- YOUR INSTRUCTIONS: For the records below, output every line from the one holding "Target: dark ragged costume" through the final line, unaltered, and no other lines.

- Items listed in a dataset:
*** Block opens ***

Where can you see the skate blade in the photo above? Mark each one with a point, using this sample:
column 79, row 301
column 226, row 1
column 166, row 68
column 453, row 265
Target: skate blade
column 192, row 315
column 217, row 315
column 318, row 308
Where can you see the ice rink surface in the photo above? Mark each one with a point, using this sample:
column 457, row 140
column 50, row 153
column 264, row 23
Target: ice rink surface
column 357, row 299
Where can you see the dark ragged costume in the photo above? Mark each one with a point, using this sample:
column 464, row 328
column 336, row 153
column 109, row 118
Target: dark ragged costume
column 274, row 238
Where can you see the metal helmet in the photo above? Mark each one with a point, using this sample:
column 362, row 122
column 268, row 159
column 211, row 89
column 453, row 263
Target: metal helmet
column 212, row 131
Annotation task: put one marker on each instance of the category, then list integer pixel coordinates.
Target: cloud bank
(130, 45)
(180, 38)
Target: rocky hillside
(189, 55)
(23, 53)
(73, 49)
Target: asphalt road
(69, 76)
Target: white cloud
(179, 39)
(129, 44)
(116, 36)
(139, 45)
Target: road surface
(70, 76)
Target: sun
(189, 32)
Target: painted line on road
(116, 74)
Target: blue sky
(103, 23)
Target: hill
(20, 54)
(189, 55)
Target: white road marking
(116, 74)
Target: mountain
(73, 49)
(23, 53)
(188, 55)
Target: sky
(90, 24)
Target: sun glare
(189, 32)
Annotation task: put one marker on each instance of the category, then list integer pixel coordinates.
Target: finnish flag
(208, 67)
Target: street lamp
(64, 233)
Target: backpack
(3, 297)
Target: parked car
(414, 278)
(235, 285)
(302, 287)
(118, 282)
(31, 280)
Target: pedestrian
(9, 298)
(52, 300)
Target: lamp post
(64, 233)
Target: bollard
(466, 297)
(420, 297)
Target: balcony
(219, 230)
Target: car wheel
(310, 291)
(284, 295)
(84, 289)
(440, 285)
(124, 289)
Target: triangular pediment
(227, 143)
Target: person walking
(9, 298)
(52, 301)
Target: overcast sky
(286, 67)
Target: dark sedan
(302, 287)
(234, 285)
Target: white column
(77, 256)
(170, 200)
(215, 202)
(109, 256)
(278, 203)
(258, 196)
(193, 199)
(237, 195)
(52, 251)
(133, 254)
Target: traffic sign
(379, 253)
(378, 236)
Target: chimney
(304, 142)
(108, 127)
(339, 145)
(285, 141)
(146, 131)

*** Block closes ***

- SOLUTION:
Target: dark ragged costume
column 274, row 238
Where can you see the metal helmet in the photo above? Mark each one with a point, using this sample:
column 362, row 122
column 268, row 159
column 211, row 89
column 453, row 263
Target: metal helmet
column 212, row 131
Annotation task: put one marker on each instance of the category, then list integer pixel coordinates.
Target: cloud bank
(130, 45)
(180, 38)
Target: rocky hillside
(189, 55)
(23, 53)
(73, 49)
Target: asphalt road
(69, 76)
Target: white cloud
(179, 39)
(129, 44)
(116, 36)
(139, 45)
Target: road surface
(70, 76)
Target: sun
(189, 32)
Target: painted line on road
(116, 74)
Target: blue sky
(103, 23)
Target: hill
(20, 54)
(189, 55)
Target: white road marking
(116, 74)
Target: mountain
(73, 49)
(23, 53)
(188, 55)
Target: sky
(90, 24)
Target: sun glare
(189, 32)
Annotation task: put one marker on each instance of the category, then list integer pixel coordinates.
Target: finnish flag
(208, 67)
Target: street lamp
(64, 233)
Target: backpack
(3, 297)
Target: parked car
(414, 278)
(235, 285)
(302, 287)
(118, 282)
(31, 280)
Target: pedestrian
(9, 298)
(52, 300)
Target: lamp post
(64, 233)
Target: bollard
(466, 297)
(420, 297)
Target: balcony
(219, 230)
Target: car wheel
(310, 291)
(284, 295)
(84, 289)
(440, 285)
(124, 289)
Target: triangular pediment
(227, 143)
Target: person walking
(9, 298)
(52, 301)
Target: overcast sky
(286, 67)
Target: dark sedan
(302, 287)
(234, 285)
Target: white column
(77, 256)
(170, 200)
(215, 202)
(109, 256)
(278, 203)
(258, 196)
(193, 199)
(237, 195)
(52, 251)
(133, 254)
Target: traffic sign
(379, 253)
(378, 236)
Target: chimney
(304, 142)
(108, 127)
(339, 145)
(285, 141)
(146, 131)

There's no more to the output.